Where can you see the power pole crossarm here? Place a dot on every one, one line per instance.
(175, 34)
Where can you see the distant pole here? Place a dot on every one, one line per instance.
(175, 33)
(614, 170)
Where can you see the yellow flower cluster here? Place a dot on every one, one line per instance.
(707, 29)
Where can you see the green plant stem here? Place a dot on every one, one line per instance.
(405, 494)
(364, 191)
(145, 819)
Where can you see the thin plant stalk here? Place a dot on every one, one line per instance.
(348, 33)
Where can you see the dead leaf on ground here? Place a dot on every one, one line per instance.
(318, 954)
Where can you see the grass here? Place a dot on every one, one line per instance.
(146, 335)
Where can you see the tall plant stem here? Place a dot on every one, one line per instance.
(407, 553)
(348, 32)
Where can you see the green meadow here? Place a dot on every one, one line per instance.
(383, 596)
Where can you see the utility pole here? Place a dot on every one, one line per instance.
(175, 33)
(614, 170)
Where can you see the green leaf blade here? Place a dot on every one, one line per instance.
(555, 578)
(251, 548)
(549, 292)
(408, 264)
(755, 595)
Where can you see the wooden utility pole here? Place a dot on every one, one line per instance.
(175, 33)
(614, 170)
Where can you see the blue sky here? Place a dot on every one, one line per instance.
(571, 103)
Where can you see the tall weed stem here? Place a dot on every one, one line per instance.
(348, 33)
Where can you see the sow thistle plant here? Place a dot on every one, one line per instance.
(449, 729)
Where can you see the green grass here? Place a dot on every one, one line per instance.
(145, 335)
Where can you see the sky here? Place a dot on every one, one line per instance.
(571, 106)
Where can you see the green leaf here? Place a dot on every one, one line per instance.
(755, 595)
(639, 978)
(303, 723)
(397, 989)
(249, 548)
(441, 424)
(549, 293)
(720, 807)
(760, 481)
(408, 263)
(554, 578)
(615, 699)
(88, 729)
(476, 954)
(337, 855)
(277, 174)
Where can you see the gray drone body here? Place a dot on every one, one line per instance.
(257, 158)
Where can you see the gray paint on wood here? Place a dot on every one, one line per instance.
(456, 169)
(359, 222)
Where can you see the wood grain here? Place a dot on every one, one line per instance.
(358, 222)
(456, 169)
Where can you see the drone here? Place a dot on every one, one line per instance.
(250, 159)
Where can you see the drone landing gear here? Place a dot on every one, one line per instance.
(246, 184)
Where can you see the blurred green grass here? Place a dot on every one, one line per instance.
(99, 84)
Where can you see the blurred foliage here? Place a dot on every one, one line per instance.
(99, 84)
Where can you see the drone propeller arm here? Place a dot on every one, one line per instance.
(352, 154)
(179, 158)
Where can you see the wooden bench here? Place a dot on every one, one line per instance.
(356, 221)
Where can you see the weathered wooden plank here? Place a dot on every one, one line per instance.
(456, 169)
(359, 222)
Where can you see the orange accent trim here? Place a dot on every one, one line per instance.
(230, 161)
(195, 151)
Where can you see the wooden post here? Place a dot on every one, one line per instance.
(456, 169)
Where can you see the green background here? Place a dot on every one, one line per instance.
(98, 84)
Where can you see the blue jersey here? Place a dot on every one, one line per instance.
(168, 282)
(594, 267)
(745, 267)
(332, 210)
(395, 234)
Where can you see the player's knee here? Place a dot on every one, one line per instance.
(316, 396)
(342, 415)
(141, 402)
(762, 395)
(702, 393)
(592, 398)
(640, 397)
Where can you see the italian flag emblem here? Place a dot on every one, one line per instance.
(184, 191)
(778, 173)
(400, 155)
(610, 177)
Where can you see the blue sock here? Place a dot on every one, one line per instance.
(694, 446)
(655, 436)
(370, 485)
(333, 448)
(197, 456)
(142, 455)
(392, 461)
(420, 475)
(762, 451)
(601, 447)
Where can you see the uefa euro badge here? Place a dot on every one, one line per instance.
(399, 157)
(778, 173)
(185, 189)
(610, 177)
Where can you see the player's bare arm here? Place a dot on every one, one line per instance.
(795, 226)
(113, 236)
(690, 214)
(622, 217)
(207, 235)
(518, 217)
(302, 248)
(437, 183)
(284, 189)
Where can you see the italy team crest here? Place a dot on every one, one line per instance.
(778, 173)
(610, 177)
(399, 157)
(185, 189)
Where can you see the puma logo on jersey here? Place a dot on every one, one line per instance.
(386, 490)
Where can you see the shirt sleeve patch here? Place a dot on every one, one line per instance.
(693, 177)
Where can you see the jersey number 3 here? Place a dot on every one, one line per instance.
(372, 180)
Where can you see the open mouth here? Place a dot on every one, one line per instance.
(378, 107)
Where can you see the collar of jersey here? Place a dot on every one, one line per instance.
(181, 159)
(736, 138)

-=-=-

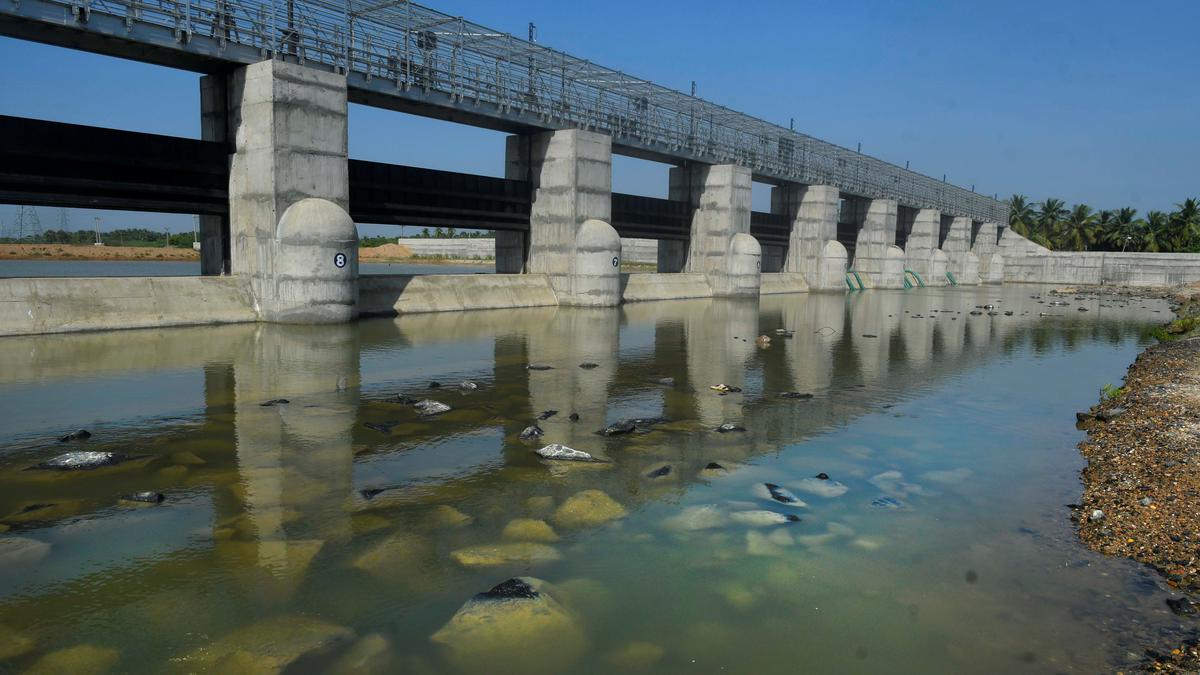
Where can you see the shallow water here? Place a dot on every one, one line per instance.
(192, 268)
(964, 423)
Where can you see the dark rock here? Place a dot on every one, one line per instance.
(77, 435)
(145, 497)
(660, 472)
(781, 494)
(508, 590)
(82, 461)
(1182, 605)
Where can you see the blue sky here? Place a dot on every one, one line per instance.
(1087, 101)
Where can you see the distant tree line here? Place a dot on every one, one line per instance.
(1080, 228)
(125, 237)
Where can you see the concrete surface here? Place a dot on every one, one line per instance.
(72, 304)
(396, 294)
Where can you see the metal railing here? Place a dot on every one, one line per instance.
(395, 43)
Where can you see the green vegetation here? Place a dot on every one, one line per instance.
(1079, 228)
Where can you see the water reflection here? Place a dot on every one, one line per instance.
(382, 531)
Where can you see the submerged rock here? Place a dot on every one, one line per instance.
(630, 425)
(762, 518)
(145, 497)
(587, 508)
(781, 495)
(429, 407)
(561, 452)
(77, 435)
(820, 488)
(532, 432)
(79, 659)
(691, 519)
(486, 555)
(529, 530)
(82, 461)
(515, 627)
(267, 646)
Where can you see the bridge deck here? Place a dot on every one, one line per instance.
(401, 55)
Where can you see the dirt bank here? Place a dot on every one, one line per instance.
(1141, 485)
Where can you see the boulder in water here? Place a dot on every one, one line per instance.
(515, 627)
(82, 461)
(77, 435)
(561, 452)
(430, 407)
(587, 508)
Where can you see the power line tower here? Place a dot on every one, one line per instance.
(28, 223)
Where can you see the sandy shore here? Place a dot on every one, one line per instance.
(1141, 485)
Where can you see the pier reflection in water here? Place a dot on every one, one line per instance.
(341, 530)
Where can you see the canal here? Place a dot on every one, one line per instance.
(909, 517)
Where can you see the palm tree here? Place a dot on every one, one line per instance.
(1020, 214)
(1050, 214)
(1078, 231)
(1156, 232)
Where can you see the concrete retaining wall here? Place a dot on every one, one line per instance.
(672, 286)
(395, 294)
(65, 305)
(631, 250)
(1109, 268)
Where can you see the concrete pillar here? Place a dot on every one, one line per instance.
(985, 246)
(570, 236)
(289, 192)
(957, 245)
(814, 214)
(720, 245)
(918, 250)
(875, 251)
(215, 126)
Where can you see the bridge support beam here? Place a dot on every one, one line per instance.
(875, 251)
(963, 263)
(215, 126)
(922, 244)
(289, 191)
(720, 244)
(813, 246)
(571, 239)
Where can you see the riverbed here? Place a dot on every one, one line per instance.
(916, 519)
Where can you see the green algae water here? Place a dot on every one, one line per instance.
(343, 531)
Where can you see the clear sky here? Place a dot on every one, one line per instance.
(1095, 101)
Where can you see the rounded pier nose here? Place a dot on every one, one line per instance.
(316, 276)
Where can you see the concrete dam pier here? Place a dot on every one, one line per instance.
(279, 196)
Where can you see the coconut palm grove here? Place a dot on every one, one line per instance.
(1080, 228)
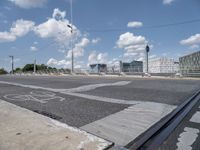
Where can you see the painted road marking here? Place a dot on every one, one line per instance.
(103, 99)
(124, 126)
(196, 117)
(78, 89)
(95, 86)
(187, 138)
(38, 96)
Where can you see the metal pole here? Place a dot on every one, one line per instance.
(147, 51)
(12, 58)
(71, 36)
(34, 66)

-=-=-

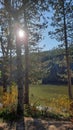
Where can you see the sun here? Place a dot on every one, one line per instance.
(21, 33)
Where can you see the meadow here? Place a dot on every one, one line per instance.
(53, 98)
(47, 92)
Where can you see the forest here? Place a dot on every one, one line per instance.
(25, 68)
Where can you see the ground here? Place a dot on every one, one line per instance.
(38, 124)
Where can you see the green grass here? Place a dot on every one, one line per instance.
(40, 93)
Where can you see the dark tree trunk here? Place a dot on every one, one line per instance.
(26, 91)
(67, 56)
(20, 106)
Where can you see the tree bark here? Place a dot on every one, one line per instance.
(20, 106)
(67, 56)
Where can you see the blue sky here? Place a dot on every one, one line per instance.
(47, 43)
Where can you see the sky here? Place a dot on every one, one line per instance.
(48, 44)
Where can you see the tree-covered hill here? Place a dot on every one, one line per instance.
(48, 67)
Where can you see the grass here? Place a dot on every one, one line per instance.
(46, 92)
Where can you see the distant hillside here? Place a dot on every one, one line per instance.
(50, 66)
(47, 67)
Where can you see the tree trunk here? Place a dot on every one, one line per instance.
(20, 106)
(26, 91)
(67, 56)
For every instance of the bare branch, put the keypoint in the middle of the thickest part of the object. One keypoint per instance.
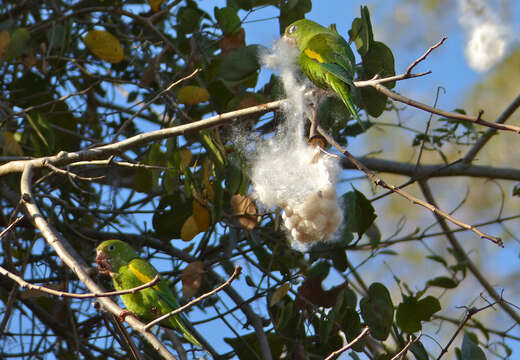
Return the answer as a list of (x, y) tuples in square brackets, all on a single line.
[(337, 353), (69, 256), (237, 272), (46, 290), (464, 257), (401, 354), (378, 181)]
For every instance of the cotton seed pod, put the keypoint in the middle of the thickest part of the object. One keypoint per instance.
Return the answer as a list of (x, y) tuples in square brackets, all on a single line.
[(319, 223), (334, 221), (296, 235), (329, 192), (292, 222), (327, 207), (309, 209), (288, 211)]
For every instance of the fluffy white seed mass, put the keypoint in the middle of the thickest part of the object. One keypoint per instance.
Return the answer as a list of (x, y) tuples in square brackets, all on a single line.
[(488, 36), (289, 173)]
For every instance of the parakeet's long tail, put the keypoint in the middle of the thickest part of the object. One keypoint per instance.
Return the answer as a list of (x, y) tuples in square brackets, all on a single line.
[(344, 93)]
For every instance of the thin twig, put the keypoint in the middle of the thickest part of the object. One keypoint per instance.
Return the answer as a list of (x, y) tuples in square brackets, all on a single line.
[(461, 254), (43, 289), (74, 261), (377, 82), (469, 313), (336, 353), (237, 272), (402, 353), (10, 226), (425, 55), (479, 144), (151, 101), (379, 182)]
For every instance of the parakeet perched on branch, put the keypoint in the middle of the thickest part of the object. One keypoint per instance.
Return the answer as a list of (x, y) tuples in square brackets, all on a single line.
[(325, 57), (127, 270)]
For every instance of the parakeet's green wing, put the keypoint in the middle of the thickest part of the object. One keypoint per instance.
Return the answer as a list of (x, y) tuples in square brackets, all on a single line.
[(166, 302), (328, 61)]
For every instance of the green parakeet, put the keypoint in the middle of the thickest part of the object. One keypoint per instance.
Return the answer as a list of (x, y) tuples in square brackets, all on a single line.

-=-=-

WORK INSTRUCTION →
Check each line of the listing for "seed". Show those that have it.

YOUR SOLUTION →
For every instance of the cotton seed pod, put the keypoint in the middle of the thickest part of the object. One keypoint per instance.
For every instance of the fluffy white seed mass, put the keypoint in the middle of the thickest part of the object. One keypoint per instance.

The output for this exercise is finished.